::: GIVEN TEXT

Module 1 Flashcards
What is a population? What does the population contain?
- It’s everything you care about
- Could be a group of existing individuals/objects
- could be a hypothetical and potentially infinite group of individuals/objects
The populations contains the TRUTH
What is a sample?
- It’s a subset of everything you care about
- We make inferences about the population from the sample because it is often impossible to measure everything about a population
What two things should samples be?
- Random
- Representative(i.e. accurately portray the distribution of the population
We use samples to __________(1) about populations. Assuming you know everything about the population, then ______(2) will help us understand something about the sample.
(1) make inferences
(2) probability
What are the three steps of the scientific method?
- Define prior beliefs: These are competing hypotheses(H0, H1, H2, etc.) about the state of the universe(i.e., “population”). Before collecting any data, what do I believe about the world?
- Experiment: Design an experiment to generate objective data(i.e. take a SAMPLE from the population) to learn about the state of the universe.
- Use evidence to update prior beliefs: The data will support some hypotheses more than others. Make claims about the population based on the sample. Depending on the strength of the prior belief, you may need more or less compelling data
What is the likelihood function? What is the notation?

::::::
::: MATERIAL PROVIDED

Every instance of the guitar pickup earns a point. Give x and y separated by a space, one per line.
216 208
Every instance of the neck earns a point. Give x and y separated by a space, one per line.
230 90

::::::

### [REQUIRED ACTIONS]
1. Copy out the statistics flashcards verbatim, from "- Define prior" up to and including "of the universe.".
2. Extend the Module 1 statistics flashcards, picking up after their final line.

### [ANSWERS TO THE PROBLEMS]
1.
- Define prior beliefs: These are competing hypotheses(H0, H1, H2, etc.) about the state of the universe(i.e., “population”). Before collecting any data, what do I believe about the world?
- Experiment: Design an experiment to generate objective data(i.e. take a SAMPLE from the population) to learn about the state of the universe.

2.
The likelihood function gives the probability of the observed outcome for a particular value of the unknown truth; It is the measure of the quantitive evidence about that truth.
Ex. What is the probability of getting 3 heads if the coin has 0 heads –> the answer is 0
NOTATION:
P(HHH I H1 is true) = —
What is the probability of 3 heads if H1 is true?
The likelihood function helps us evaluate the probability of our hypotheses now that we have collected some data
Evidence is always ______(1): It supports one hypothesis ______(1) to another. As such, ______(1) likelihood is more important. Evidence is used to update _______________(2).
(1) Relative
(2) Prior beliefs
When drawing a “likelihood of experimental result” graph, what are the x and y axis labels. Do you connect the data points with a line?
x axis: Hypothesized truth
- Label the axis as H0, H1, H2
Ex. Hypothesized truth: # of heads on coin
y axis: Likelihood of data
- Choose ONE outcome and use appropriate notation
- use decimals form 0.00-1.00
Ex. Likelihood of data: P(HHH)
You do not connect the data points with the line
What information can you take away from a “likelihood of experimental result” graph?
Based on the hypothesis that has the highest probability(i.e. the probability that maximizes our likelihood), we can determine the unknown truth of the world that would make the data that we observed most likely to occur. It doesn’t mean its for sure what happened, but the data would most likely occur if this hypoehts is true.
What is the formula for Bayes theorem?
Posterior odds = (prior odds) x (likelihood ratio)
P(H2 I Data) P(H2) P(Data I H2)
—————— = ——— X ——————
P(H1 I Data) P(H1) P(Data I H1)
What are odds? What do odds of greater than or less than one indicate about the events?
- Odds are a way to express the likelihood that an event occurs
- If odds>1 then the top event(H2) is more likely
- If odds<1, the the bottom event(H1) is more likely
How can you convert from odds to probability?
Prob = (odds)/(1+odds)
What are the two types of probability?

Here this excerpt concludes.